● Selected text
+++
The second thing is we commonly refer to these things as natural disasters and that's actually kind of an excuse — it’s an act of god. Disasters are disasters, there’s nothing natural about them. We have natural hazards, but they only become disasters how and where we build. It’s how we build and where we build that makes things disasters.

QUESTION: Why are disasters getting bigger?

Fugate: Well the hazards are getting more intense just from the standpoint of, if you look at the number of rainfall events exceeding a 100-year event. When I got to FEMA, 100-year events meant every couple of weeks and 500 year events meant every couple of months.
The number of disaster events are increasing, and the cycle between events is increasing. We were supposed to be in an El Niño year, which means below average rainfall. But, we seem to be getting more natural hazards in higher frequency, duration and intensities that don't really resonant with our past history.
Think about Houston, in the last ten years, they’ve had 500-year events three times. When you look back in our history you can’t find this many extreme rainfall events of this concentration all across the country.
Most people don’t realize how bad the floods were in Louisiana last year. People know about Hurricane Matthew because it grazed us, but the Louisiana flood got lost between the Olympics and the election.

QUESTION: Is it climate disruption or climate change?

Fugate: I don’t believe in climate change. That’s not a belief system because you can prove and disprove climate change. There’s data there. It’s factual. It’s happening. Every hurricane this year has broken records, think about that. Hurricane Harvey, Irma and Maria broke records. How is looking at past data going to help me if the past three hurricanes that hit this year all broke records? Yet, if you go to the federal plan for rebuilding we’re going to build back to past data.
Disasters both in cost and frequency are increasing. It isn't just that the climate has changed, it’s that we’re building in more places in increasing populations of hazards that we haven't thought about how we’re building and what we can do to mitigate that.
What’s really going on with disasters, yes, they’re getting bigger and more frequent, but it’s because we’re building in ways that aren't sustainable because we’re pricing risk so low we’re not changing behavior.
+++
● Listed records
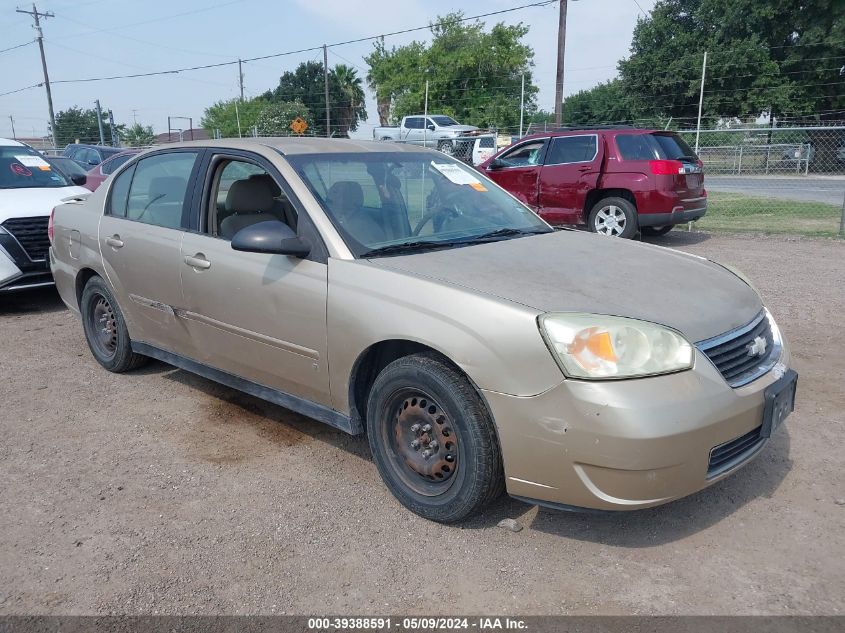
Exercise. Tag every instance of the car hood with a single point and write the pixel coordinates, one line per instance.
(35, 201)
(573, 271)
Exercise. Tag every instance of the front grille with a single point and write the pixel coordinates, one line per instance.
(737, 354)
(730, 454)
(31, 234)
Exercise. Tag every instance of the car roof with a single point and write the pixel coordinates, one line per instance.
(304, 145)
(577, 130)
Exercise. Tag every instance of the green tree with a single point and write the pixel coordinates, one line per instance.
(138, 135)
(606, 103)
(232, 117)
(275, 118)
(473, 75)
(79, 125)
(306, 84)
(349, 108)
(780, 54)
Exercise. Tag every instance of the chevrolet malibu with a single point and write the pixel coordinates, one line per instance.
+++
● Activity 1
In the interview about disasters, which three hurricanes does Fugate say broke records?
● Activity 2
Rewrite the disasters interview from "What’s really going" to "not changing behavior.", swapping "sustainable" for "durable".
● Activity 3
Continue the interview about disasters after its final sentence.

● Response box 1
Hurricanes Harvey, Irma and Maria.

● Response box 2
What’s really going on with disasters, yes, they’re getting bigger and more frequent, but it’s because we’re building in ways that aren't durable because we’re pricing risk so low we’re not changing behavior.

● Response box 3
QUESTION: For local and state governments their big risk would be if all these properties got hit and destroyed, how are they going to rebuild and recover?

Fugate: Fortunately, we have FEMA and the disaster systems programs administered by us where the governor certifies to the president that it’s exceeded all it’s capabilities of the state and that the state cannot possibly recover without the support of the federal government. The only thing FEMA pays for is uninsured losses. We do not pay for things that are insured.
When Sandy hit, FEMA paid for nine hospitals because they were either non-profit, government-based or uninsured and suffered billions of dollars of losses.
Start adding up all the people from Texas, Florida and Puerto Rico, and now there are millions of people who didn't just have their power go out or have a tree go through the roof —they’ve lost everything. And they’re now totally dependent on FEMA programs that will at least start the recovery (process).
If we address our risk and price it appropriately, we can change behaviors and outcomes. Our past is not a good indicator of our future.
When you have three hurricanes back-to-back that all set records and you're telling me we’re going to look at past data to figure out how we’re going to build to the future, I (asking myself) what part of this aren't you getting?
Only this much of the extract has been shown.